** Document excerpt follows **
What to Eat For a Healthy Gut and Brain (3:13)
You know that eating well can help keep your weight in check. But that’s not the only reason you should watch what you put in your mouth: A healthy diet can boost your brainpower, too.
“I always advise people to eat around the color wheel, which supports not only body health, but mind health, as well,” says neurologist Tanzila Shams, MD, of The Medical Center of Plano in Texas. “There's no one food that is the answer, but you have to educate yourself, read labels and pick fresh fruits. Fresh fruits are always going to support your mind because they support your body and it all works in unison.”
Learn which foods to add to your plate for better brain health.
Blueberries don’t just make for a good ingredient in muffins – recent research also shows that they may help protect against age-related brain changes, and even possibly Alzheimer’s disease. “Blueberries are packed with antioxidants, which support brain health and one’s overall cognitive abilities,” says Dr. Shams. “Antioxidants prevent aging by destroying the free radicals that cause most of the damage in the aging process; free radical buildup causes aging at the cellular level in all your organs including your brain cells.”
Those with a sweet tooth rejoice: Several studies suggest that cocoa flavanols found in dark chocolate helped improve thinking skills in both healthy older adults and older adults with mild cognitive impairment. In addition, flavanols have been shown to reduce blood pressure and prevent blood clots. While scientists are still trying to understand how flavanols affect the human brain, it certainly won’t hurt to eat some every now and again. Just makes sure that you don’t eat too much store-bought dark chocolates, as this can lead to weight gain. Cocoa flavanol in its minimally processed form, like cocoa powder, may be your best bet.
These popular snacks are loaded with proteins, vitamins and minerals – and some have heart- and brain-healthy omega-3 fatty acids. Omega-3s (DHA mainly) are part of the membrane of neurons and are involved in signaling. They are also necessary for neuron growth and plasticity, and may even fight age-related changes. The body doesn’t produce omega-3s on its own -- you can only get them through diet. Walnuts are a great source of omega-3s but watch your portion size, as nuts are high in calories.
** End of Document excerpt **
** Data shown follows **
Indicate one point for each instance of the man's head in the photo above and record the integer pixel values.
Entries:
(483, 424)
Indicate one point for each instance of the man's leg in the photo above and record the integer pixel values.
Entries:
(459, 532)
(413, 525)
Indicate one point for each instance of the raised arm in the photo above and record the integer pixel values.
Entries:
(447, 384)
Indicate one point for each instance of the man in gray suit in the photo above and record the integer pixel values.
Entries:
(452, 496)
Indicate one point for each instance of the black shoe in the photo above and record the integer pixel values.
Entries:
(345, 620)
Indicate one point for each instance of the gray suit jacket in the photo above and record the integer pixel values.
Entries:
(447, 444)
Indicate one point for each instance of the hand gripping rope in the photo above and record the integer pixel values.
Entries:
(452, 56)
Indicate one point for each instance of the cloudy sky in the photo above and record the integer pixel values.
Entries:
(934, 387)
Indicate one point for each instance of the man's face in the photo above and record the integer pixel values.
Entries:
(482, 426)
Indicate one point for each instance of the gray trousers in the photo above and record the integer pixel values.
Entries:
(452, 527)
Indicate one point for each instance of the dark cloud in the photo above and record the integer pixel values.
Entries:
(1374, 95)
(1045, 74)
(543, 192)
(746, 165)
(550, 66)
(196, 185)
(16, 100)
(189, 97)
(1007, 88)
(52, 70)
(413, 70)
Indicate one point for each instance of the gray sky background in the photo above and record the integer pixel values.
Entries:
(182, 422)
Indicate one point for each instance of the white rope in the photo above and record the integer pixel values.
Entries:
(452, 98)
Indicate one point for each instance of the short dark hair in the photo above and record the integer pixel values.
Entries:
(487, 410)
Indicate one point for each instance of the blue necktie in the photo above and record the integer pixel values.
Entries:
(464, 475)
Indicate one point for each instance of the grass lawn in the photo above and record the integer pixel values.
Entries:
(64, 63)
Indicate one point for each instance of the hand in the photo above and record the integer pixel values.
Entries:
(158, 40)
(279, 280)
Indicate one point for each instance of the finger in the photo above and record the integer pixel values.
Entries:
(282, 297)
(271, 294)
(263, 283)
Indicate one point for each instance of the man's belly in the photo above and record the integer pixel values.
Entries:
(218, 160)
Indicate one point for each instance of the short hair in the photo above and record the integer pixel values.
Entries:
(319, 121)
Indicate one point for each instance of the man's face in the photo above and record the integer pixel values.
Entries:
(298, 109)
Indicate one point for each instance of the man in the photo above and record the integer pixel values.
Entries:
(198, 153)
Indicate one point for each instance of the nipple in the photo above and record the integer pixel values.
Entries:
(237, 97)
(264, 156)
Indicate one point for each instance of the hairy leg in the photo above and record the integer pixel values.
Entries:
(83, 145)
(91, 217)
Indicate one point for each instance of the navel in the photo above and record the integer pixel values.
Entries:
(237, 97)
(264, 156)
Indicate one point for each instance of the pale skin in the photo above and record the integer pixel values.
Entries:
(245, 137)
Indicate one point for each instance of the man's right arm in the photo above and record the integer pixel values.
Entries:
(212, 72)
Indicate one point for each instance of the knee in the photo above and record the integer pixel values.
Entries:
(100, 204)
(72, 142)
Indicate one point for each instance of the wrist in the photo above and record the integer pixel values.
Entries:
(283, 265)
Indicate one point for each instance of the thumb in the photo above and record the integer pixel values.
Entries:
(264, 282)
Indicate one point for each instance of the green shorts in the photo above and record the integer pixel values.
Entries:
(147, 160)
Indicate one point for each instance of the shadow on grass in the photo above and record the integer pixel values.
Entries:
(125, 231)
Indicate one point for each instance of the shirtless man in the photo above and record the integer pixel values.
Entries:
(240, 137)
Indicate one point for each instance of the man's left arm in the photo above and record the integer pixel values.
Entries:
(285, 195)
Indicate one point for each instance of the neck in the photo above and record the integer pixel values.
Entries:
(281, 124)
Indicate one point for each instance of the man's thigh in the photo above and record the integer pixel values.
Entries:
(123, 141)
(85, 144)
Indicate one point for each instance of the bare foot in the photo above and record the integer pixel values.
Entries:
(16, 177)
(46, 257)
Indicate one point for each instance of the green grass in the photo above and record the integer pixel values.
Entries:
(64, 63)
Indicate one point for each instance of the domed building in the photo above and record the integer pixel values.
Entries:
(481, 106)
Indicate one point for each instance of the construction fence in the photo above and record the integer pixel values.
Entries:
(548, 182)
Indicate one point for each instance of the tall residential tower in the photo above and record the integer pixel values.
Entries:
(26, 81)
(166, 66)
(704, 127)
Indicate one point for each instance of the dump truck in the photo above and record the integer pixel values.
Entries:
** End of Data shown **
> **Exercise brief**
Pick up the article on foods for brain health after its last sentence and keep writing it.

> **Expected output**
“One trick is to always keep your nuts in the freezer so those omega-3 fatty acids don't spoil and go rancid in the cupboard,” Shams advises.
While green tea isn’t technically a food, you’ll want to start sipping away once you hear about its brain-boosting benefits. A study published in 2014 found that, in healthy men, green tea extracts may improve connectivity in the brain, improving cognitive performance, particularly working memory tasks. Plus, green tea’s rich supply of flavonoids and antioxidants are great for your overall health, too and may even help keep calcium deposits away from your ticker, improving heart health.
Foods to Avoid
“The traditional things that are bad for your body may also be bad for your brain,” says Shams. The worst foods for your mind are the ones you always hear of, like those high in trans fats and saturated fats. Stay away from, or limit, junk food (packaged chips, doughnuts, pizza, etc) to keep your mind sharp. Foods that have a high glycemic index cause insulin levels in your blood to spike, which in the short term causes “brain fog” (also known as “food coma”). Worse, over time, these repetitive spikes can lead to diabetes, which damages tiny blood vessels in the brain and can bring on dementia.